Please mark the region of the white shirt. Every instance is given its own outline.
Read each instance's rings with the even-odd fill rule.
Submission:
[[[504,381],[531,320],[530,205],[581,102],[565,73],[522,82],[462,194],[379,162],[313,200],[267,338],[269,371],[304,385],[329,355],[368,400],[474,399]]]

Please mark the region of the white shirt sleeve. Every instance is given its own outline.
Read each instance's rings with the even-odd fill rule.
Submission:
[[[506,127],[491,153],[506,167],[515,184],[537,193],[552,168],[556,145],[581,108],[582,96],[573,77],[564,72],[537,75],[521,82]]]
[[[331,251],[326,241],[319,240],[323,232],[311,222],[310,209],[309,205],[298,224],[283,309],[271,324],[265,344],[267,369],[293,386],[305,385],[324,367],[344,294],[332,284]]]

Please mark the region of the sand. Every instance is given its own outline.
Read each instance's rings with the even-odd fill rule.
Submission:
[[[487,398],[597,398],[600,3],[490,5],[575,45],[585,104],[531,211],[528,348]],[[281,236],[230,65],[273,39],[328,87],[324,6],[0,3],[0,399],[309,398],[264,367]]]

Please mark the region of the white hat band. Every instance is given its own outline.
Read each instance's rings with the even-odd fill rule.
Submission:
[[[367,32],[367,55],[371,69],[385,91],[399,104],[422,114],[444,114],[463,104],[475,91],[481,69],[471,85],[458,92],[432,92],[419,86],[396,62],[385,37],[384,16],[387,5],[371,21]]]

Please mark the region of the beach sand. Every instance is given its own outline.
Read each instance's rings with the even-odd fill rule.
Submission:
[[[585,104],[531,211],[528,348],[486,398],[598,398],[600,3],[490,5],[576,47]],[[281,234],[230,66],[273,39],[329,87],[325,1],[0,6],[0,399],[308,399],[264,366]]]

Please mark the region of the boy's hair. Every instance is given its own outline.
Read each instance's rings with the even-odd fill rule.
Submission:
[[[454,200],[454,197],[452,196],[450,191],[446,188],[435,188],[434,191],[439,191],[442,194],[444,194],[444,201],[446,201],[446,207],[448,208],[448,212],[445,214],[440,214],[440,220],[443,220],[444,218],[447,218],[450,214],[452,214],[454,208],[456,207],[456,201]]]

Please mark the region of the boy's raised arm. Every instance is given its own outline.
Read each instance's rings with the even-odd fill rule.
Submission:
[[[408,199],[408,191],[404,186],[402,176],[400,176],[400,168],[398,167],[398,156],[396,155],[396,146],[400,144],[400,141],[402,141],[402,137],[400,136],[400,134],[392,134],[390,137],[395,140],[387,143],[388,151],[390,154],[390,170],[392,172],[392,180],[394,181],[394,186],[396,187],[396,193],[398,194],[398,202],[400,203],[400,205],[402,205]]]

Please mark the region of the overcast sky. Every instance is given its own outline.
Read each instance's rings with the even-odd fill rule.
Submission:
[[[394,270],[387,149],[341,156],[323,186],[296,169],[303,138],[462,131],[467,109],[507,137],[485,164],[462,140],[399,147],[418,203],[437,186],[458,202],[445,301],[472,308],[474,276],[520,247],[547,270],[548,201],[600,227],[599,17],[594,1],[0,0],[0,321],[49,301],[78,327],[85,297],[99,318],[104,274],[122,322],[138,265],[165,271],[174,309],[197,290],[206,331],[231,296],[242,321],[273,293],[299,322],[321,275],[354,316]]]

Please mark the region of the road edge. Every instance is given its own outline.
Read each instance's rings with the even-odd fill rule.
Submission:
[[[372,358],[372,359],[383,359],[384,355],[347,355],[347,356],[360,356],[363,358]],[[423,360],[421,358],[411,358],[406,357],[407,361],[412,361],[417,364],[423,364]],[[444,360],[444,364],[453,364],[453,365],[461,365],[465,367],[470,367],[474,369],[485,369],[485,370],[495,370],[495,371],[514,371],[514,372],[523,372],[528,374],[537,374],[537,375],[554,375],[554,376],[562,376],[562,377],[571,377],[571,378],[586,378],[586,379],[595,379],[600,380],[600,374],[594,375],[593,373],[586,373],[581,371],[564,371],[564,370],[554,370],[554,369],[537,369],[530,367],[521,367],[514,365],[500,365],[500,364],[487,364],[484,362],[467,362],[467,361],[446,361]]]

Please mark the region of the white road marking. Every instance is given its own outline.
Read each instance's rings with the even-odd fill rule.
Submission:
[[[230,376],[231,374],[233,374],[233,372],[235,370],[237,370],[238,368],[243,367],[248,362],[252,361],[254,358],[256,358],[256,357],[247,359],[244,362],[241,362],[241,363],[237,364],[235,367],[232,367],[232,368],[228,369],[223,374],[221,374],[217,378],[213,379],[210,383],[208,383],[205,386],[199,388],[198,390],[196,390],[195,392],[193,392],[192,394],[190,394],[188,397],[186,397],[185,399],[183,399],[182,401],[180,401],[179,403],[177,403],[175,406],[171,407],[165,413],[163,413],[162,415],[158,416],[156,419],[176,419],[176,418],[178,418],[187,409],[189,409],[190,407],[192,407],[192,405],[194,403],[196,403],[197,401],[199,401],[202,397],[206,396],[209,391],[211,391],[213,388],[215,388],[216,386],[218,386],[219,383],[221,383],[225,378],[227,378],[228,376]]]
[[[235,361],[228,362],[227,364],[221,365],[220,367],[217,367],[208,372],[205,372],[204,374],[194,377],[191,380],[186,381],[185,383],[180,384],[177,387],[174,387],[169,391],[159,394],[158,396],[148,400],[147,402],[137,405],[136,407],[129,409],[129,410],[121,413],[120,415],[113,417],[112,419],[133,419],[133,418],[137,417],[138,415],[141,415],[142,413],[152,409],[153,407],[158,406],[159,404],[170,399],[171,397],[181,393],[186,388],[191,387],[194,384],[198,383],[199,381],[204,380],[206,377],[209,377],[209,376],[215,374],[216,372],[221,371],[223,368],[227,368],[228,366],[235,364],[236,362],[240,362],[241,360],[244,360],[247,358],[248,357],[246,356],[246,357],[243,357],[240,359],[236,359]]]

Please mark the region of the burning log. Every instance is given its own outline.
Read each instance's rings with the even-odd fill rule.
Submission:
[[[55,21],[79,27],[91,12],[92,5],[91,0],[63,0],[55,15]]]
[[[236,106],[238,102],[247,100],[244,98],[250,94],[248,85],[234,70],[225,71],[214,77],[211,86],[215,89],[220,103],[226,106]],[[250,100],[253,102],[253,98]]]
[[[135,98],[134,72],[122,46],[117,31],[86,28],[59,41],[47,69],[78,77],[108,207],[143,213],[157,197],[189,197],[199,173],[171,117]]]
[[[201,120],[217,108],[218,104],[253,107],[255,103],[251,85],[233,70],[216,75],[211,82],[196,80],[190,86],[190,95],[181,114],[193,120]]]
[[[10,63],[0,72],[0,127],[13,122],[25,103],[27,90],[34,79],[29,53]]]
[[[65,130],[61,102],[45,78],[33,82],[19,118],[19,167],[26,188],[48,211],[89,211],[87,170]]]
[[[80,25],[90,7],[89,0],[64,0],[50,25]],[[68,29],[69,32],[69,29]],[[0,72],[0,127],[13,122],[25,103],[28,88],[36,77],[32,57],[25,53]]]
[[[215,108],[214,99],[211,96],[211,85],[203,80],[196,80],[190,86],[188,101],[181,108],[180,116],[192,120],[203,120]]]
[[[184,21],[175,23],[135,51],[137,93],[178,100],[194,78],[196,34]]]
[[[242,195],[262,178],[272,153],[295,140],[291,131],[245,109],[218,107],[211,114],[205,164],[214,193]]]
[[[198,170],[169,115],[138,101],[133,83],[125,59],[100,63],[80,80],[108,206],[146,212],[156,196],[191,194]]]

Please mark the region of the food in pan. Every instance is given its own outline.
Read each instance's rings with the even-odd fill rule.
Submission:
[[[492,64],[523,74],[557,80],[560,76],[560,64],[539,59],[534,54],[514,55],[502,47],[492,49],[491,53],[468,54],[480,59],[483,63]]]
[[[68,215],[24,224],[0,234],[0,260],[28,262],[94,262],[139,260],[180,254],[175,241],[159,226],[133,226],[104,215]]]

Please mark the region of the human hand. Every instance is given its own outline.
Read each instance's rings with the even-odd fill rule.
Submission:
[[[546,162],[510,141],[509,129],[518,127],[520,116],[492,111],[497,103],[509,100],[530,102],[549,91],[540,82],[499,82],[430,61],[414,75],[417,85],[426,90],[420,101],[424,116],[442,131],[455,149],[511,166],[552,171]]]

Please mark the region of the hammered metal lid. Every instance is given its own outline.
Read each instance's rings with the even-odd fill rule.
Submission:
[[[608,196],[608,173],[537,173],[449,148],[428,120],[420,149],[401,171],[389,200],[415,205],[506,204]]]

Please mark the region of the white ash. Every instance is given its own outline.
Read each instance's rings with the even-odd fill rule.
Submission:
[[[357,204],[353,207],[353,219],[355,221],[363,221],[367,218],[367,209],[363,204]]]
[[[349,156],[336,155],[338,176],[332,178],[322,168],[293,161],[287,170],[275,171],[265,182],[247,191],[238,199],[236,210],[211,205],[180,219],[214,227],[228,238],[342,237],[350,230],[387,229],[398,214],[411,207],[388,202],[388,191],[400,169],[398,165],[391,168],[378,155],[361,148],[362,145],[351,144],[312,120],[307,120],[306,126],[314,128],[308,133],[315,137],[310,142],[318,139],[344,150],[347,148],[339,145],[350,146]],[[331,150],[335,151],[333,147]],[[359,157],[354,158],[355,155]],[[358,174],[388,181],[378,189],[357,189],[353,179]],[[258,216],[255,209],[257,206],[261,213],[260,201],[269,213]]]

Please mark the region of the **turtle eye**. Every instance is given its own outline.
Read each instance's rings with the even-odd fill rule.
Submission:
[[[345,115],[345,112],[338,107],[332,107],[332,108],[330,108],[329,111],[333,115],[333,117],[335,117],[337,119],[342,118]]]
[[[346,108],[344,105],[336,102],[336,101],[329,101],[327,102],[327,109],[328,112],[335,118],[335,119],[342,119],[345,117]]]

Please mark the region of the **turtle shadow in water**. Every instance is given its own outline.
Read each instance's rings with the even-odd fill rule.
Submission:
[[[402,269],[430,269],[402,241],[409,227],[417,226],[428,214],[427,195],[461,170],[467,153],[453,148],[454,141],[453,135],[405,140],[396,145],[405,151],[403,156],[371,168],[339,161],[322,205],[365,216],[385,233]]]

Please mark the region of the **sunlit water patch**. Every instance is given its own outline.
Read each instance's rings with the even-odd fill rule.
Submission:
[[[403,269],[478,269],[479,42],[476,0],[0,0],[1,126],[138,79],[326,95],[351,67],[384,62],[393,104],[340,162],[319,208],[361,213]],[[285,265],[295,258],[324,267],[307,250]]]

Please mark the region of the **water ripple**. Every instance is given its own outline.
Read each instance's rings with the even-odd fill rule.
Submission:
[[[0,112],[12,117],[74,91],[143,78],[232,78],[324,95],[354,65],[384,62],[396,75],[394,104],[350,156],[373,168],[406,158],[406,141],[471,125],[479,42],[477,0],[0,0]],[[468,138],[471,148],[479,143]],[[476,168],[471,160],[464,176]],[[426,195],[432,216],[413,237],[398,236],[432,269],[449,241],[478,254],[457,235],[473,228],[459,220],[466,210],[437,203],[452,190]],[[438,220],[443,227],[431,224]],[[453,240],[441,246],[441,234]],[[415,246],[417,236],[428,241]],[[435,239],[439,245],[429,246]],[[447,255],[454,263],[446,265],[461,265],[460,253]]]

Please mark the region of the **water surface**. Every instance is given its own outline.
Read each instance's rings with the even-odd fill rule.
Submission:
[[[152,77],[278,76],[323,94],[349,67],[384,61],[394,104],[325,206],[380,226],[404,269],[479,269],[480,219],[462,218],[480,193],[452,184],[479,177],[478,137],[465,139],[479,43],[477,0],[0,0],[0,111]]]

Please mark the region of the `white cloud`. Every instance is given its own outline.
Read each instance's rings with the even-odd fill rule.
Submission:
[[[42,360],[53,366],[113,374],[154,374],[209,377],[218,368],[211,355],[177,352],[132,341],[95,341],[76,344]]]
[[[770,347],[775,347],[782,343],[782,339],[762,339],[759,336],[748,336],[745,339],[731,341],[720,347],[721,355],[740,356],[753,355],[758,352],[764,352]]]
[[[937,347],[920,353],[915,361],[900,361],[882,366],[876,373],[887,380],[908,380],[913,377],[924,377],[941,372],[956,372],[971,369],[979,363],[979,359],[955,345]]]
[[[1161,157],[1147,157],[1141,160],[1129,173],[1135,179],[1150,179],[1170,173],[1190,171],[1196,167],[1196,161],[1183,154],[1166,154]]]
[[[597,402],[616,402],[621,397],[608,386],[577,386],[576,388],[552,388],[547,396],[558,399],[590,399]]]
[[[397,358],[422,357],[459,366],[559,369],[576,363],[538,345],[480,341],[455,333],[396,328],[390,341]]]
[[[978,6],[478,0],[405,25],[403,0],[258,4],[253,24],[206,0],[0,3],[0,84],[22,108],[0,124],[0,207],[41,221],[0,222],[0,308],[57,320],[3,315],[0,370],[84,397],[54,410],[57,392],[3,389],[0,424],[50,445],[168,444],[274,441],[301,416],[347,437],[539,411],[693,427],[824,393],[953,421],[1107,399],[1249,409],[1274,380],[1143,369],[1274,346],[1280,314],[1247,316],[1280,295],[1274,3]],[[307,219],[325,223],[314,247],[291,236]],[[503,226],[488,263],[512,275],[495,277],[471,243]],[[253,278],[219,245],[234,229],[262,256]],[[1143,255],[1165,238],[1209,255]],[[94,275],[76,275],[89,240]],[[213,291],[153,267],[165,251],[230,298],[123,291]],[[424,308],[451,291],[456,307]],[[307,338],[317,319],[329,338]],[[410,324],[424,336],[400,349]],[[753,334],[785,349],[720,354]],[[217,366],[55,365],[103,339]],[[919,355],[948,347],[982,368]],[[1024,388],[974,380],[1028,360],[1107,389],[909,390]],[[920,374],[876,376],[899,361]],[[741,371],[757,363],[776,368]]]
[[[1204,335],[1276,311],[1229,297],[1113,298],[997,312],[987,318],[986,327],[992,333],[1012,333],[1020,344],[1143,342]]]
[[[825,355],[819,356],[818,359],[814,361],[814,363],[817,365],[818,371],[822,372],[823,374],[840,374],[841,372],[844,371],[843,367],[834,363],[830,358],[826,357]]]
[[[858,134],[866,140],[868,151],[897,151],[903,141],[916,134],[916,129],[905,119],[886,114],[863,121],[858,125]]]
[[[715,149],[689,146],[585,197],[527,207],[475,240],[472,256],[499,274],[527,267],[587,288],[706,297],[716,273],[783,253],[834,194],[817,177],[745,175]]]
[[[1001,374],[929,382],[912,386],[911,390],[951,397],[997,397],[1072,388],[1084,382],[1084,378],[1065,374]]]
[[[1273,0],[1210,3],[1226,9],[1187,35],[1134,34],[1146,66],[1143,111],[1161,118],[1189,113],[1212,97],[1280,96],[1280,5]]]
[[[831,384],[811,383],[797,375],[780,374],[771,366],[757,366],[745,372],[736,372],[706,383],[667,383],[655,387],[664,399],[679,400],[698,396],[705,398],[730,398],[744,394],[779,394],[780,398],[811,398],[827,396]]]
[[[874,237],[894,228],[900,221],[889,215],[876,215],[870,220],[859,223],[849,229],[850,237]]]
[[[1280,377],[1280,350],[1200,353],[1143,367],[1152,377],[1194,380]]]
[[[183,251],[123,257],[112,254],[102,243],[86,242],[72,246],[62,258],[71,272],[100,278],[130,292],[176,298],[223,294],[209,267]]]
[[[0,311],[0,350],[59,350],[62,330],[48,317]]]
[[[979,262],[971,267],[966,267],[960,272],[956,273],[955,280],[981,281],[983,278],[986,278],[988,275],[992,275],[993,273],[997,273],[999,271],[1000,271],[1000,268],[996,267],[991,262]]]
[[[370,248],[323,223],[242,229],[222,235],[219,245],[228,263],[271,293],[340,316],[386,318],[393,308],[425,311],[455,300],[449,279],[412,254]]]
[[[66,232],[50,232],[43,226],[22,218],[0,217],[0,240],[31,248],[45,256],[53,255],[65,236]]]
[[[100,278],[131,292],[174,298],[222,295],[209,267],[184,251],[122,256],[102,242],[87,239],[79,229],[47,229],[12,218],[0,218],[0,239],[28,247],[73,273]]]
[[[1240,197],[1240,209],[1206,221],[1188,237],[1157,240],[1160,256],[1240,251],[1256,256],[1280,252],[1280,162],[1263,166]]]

-- WHAT TO PRODUCE --
In the listing above, please print only the lines from the first one to the line where "Please mark the region of the white hat" appears, exactly as written, both of those lines included.

-- ANSWER TO THIS EXERCISE --
Please mark the region of the white shirt. Every instance is given its own outline.
Read each instance's rings with the even-odd fill rule.
Submission:
[[[504,381],[531,320],[530,205],[581,102],[565,73],[522,82],[462,194],[379,162],[313,200],[267,338],[269,371],[304,385],[329,355],[368,400],[474,399]]]

Please mark the region of the white shirt sleeve. Every instance is given its own outline.
Read each instance's rings with the even-odd fill rule.
Submission:
[[[506,127],[491,153],[506,167],[515,184],[537,193],[552,168],[556,145],[581,108],[582,96],[573,77],[564,72],[537,75],[521,82]]]
[[[331,251],[326,241],[319,240],[323,232],[311,222],[310,209],[309,205],[298,224],[283,309],[271,324],[265,344],[267,369],[293,386],[305,385],[324,367],[344,294],[332,284]]]

Please mark the region of the sand. Every instance is given its own outline.
Read each instance's rings with the even-odd fill rule.
Submission:
[[[487,398],[597,398],[600,3],[490,5],[575,45],[585,104],[531,211],[528,348]],[[281,236],[230,65],[273,39],[328,87],[324,6],[0,3],[0,399],[309,398],[264,367]]]

Please mark the region of the white hat band. Every instance is given its own outline.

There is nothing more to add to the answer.